EXERCISE OBJECTIVE: Lay out the stretch of the listing from the line containing "If it's not too much trouble, could you detect the sandy" through the line containing "[0,240,1196,675]" as a Markdown table with two columns, Row and Line, numbering each row and leaving out blank lines.

'''

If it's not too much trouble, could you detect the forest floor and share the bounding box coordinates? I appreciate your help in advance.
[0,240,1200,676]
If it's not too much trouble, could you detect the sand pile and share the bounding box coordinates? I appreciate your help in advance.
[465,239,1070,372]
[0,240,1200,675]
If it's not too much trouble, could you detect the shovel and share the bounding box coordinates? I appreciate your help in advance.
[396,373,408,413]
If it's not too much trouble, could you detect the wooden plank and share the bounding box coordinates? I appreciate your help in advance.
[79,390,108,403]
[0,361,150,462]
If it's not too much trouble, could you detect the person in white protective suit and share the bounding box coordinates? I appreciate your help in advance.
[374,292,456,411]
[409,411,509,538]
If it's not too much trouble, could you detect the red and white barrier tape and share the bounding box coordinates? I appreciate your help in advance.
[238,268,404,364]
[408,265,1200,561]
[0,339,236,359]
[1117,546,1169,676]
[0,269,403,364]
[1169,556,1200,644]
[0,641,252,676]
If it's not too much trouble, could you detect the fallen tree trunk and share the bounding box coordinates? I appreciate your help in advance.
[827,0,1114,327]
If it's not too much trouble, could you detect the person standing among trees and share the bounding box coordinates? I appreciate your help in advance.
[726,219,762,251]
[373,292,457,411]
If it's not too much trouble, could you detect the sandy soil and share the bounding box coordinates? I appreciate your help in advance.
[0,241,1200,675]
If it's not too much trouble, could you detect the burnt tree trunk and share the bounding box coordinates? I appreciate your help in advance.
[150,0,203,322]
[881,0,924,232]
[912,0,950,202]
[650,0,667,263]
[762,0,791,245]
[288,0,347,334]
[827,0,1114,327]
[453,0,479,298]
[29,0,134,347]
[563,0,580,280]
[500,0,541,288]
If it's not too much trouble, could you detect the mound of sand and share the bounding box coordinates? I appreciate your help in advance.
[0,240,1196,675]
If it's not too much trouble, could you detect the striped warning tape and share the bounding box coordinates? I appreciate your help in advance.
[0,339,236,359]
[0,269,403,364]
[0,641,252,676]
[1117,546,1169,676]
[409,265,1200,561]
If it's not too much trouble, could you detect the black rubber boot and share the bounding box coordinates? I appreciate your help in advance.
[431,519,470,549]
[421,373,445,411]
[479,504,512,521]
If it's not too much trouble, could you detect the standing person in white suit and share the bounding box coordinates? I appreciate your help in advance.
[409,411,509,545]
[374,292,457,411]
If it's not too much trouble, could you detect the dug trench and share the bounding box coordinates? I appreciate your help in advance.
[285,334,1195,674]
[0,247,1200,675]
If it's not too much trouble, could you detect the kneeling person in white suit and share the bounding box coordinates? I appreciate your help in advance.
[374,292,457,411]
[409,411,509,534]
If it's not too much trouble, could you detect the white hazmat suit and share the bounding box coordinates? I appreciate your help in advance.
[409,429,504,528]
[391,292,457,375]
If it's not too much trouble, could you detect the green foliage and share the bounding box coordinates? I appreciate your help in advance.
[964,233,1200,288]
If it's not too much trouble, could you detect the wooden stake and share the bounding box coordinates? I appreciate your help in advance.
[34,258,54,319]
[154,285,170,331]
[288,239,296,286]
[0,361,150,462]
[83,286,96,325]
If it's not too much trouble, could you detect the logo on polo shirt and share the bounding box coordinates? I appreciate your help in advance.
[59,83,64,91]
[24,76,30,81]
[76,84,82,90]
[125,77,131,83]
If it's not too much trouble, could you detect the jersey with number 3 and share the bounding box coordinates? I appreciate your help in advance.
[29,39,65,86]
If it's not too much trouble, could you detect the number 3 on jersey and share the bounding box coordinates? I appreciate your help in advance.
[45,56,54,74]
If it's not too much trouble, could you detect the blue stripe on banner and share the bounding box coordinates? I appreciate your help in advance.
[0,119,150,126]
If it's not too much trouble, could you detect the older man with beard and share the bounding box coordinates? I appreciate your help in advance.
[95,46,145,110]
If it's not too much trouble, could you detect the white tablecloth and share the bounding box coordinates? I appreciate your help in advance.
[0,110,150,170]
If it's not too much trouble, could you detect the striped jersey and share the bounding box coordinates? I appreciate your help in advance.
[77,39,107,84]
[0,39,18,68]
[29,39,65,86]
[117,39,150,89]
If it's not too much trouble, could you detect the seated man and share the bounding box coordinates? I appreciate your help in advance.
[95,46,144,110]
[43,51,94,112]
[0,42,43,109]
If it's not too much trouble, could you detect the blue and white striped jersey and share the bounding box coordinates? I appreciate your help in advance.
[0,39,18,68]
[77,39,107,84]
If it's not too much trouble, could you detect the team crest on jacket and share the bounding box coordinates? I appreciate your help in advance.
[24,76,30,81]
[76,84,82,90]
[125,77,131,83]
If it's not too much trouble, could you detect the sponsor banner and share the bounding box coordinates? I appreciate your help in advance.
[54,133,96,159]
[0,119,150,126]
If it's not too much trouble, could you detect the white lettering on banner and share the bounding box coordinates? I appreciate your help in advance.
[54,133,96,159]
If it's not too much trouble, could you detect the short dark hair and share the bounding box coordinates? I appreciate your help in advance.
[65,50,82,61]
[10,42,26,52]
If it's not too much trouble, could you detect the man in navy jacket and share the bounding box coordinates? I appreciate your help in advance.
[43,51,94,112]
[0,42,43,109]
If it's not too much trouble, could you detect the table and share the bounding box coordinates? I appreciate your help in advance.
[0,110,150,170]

'''
'''

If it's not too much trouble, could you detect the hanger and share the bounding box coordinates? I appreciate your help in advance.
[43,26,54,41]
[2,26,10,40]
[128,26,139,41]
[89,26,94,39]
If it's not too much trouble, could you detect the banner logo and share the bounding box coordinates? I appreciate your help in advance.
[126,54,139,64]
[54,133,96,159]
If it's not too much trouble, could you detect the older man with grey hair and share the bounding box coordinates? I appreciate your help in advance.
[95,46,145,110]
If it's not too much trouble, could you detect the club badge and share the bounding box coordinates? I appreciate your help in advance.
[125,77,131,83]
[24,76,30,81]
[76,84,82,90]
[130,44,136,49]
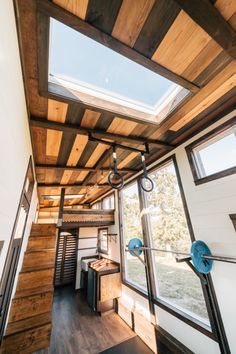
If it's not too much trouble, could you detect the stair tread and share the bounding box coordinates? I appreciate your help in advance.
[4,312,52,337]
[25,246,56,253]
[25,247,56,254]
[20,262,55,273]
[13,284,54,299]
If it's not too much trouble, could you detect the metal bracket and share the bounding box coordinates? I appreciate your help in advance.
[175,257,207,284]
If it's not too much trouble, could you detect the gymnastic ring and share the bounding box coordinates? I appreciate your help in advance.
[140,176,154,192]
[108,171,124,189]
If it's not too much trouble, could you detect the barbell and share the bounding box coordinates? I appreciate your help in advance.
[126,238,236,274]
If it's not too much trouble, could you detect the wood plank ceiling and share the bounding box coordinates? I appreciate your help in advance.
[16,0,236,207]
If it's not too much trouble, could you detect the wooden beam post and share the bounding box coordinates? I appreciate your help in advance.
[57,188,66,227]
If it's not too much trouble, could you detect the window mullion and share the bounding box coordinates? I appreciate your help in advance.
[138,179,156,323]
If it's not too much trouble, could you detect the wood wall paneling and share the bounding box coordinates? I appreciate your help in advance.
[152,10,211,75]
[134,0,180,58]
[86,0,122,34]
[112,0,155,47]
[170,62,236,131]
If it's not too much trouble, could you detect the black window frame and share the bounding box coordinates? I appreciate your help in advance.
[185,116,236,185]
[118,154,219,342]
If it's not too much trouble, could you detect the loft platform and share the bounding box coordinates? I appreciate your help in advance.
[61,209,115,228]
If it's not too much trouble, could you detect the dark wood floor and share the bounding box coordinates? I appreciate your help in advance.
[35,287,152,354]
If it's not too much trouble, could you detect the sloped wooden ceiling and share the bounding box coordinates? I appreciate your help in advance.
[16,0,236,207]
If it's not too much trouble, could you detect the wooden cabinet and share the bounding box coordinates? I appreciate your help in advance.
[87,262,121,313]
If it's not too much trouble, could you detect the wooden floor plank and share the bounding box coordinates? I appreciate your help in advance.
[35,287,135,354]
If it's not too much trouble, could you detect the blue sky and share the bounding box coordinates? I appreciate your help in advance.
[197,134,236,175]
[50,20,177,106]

'''
'''

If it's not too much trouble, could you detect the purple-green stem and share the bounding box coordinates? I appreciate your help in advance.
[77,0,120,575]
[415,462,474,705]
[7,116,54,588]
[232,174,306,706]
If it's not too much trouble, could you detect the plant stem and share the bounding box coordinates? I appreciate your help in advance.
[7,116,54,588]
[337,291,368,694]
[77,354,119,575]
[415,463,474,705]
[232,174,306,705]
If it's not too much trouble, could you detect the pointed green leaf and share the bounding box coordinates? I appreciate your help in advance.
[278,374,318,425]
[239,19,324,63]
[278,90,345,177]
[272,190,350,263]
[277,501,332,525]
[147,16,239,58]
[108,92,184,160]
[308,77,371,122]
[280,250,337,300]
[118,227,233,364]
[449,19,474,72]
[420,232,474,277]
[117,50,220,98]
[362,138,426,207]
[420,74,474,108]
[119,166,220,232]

'''

EXERCISE RESPONSE:
| Row | Line |
|---|---|
| 1 | If it's not too much trouble, could you detect the sandy soil and share the bounding box coordinates? I appreciate your help in advance. |
| 2 | [0,241,1200,675] |
| 3 | If it's not too much trouble, could you detect the burnt tree trunk and share the bounding box coordinates? I appreciate your help in advance. |
| 4 | [150,0,203,322] |
| 5 | [881,0,924,232] |
| 6 | [912,0,950,202] |
| 7 | [650,0,667,263] |
| 8 | [762,0,791,245] |
| 9 | [288,0,347,334] |
| 10 | [827,0,1114,327] |
| 11 | [453,0,479,298] |
| 12 | [29,0,134,347] |
| 13 | [563,0,580,280] |
| 14 | [500,0,541,288] |
| 15 | If it's not too much trouble, could you detect the mound of sand and share the bounding box coordinates? I appreciate your help in advance. |
| 16 | [0,240,1196,675] |